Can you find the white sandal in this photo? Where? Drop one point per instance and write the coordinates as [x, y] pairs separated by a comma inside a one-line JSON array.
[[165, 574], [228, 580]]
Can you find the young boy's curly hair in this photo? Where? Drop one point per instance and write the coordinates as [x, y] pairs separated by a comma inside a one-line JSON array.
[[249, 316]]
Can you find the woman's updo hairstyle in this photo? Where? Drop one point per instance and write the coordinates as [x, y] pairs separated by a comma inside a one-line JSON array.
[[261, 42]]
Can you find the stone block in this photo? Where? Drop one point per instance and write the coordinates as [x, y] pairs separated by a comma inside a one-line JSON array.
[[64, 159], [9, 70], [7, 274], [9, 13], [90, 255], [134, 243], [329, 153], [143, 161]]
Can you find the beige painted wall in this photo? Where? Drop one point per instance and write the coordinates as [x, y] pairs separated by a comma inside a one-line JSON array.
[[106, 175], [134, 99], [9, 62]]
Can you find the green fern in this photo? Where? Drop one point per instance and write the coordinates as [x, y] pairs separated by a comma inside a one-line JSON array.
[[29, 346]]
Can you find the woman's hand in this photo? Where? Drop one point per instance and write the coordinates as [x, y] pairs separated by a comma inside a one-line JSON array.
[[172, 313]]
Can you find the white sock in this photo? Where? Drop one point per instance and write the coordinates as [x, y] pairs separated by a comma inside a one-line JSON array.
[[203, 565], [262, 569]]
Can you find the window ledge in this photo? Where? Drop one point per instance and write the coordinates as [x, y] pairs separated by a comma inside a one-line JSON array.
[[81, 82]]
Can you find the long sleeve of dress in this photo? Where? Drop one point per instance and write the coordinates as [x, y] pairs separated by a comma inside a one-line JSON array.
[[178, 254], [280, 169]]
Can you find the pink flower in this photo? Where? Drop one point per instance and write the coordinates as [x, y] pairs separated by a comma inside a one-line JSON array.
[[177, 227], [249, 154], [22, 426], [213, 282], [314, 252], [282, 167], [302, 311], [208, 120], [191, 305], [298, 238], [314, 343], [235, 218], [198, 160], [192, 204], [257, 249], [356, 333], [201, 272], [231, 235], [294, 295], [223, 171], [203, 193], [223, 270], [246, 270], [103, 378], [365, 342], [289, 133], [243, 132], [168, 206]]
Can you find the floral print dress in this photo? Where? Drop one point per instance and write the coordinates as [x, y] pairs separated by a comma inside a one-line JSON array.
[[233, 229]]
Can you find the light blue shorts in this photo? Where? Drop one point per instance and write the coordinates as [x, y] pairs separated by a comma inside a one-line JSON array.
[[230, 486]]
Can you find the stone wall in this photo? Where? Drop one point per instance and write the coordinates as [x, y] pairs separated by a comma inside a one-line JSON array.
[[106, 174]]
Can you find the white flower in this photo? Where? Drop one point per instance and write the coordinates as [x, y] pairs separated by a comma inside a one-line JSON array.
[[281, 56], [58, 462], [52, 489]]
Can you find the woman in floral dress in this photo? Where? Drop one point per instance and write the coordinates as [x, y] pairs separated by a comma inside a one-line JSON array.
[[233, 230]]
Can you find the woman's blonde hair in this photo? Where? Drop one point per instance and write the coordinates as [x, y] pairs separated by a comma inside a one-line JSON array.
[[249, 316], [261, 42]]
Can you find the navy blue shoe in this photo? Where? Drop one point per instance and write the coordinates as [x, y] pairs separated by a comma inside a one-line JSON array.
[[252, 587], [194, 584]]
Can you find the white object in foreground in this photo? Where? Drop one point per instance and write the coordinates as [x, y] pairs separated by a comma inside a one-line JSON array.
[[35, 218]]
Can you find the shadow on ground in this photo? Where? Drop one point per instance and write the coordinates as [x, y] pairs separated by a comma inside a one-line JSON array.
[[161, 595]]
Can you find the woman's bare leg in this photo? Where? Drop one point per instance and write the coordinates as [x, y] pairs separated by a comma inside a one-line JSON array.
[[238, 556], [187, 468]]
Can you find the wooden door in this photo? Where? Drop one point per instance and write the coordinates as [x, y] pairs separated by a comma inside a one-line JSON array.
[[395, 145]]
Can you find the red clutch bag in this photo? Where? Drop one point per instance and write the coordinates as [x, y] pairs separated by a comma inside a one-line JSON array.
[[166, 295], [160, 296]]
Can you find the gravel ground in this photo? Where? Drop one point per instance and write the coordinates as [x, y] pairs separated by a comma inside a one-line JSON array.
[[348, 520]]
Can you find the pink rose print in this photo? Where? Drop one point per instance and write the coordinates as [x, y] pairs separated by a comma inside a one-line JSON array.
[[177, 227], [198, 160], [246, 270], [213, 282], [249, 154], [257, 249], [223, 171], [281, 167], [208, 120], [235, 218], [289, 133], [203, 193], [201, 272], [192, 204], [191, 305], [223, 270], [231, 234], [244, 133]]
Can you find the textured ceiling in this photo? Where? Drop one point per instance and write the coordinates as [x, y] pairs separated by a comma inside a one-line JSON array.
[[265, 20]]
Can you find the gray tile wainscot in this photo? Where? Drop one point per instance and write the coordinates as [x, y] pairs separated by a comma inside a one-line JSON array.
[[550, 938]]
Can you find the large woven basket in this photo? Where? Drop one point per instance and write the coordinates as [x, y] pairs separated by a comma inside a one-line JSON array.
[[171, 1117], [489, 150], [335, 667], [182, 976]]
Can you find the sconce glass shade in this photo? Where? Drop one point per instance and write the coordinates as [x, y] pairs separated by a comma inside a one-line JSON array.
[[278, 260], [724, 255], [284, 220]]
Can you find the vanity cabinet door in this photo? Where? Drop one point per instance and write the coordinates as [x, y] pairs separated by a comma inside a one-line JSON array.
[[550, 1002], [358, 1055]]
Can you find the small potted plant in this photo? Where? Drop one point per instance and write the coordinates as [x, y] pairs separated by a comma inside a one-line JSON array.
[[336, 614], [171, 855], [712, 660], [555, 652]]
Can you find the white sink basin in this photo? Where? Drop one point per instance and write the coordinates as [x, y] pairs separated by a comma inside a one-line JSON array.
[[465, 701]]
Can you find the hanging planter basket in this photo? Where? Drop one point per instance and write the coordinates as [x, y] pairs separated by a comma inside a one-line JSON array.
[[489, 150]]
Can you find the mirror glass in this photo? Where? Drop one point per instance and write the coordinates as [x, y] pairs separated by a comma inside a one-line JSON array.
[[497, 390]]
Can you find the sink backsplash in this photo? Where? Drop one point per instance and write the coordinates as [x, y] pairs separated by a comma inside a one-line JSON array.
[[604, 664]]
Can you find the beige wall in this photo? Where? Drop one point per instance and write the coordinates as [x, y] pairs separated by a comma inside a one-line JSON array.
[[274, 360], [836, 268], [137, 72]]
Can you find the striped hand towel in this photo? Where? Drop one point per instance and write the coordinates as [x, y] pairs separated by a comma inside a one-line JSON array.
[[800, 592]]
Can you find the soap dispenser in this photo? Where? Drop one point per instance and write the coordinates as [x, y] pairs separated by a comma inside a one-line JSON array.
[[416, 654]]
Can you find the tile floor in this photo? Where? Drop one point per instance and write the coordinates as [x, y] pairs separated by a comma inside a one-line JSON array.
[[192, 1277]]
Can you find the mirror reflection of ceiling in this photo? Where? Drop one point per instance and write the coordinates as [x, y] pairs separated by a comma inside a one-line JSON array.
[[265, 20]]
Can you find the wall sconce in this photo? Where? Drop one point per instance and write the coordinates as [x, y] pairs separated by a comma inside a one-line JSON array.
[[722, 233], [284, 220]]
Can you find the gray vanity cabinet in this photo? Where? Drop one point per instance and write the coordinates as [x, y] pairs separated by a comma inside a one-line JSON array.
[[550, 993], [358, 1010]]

——

## What you have to do
Scale the data again, from the line containing "Can you find the light" through the line containing "[[35, 218]]", inclusive, and give only these lines. Keep every request as it stands, multiply each coordinate in the answers by 0.55, and round to the nearest whole number, with halves rounded up.

## Solution to the problem
Can you find the light blue shorts in this photo? Where? Drop one point per instance and write the coordinates as [x, y] pairs separated by a comma inside a one-line JSON array.
[[127, 267]]
Can you find the stone wall in this photo? Where? Drop one point per instance and write the coordinates as [x, y] pairs separated by a comma inside a one-line JSON array.
[[58, 96]]
Can you find the white flower in this photo? Where? Drop one point per instance and write the coordinates as [x, y] pairs separated by a comma inside a one-line JSON array.
[[155, 31], [32, 254], [29, 269]]
Can you find the woman in floral dress in this photo? Where? Drop one point per instance and write the coordinates as [x, y] pairs separated by a comma inside a one-line JSON array.
[[128, 127]]
Can you find the woman's blonde hair in this photo? Where? Drop one point per instance and write the coordinates as [x, y] pairs separated by a comma inside a one-line JSON array.
[[137, 174], [144, 23]]
Can you find the navy blue shoe in this photo? Where? Drop one point per instance and write the coordinates as [x, y] pairs separated by a comma inside a one-line JSON array.
[[139, 323], [107, 321]]
Can you find the white object in foreground in this photo? Where? Drop one point per instance and write the coordinates as [x, y] pairs separated by a comma inside a one-line JSON array.
[[19, 120]]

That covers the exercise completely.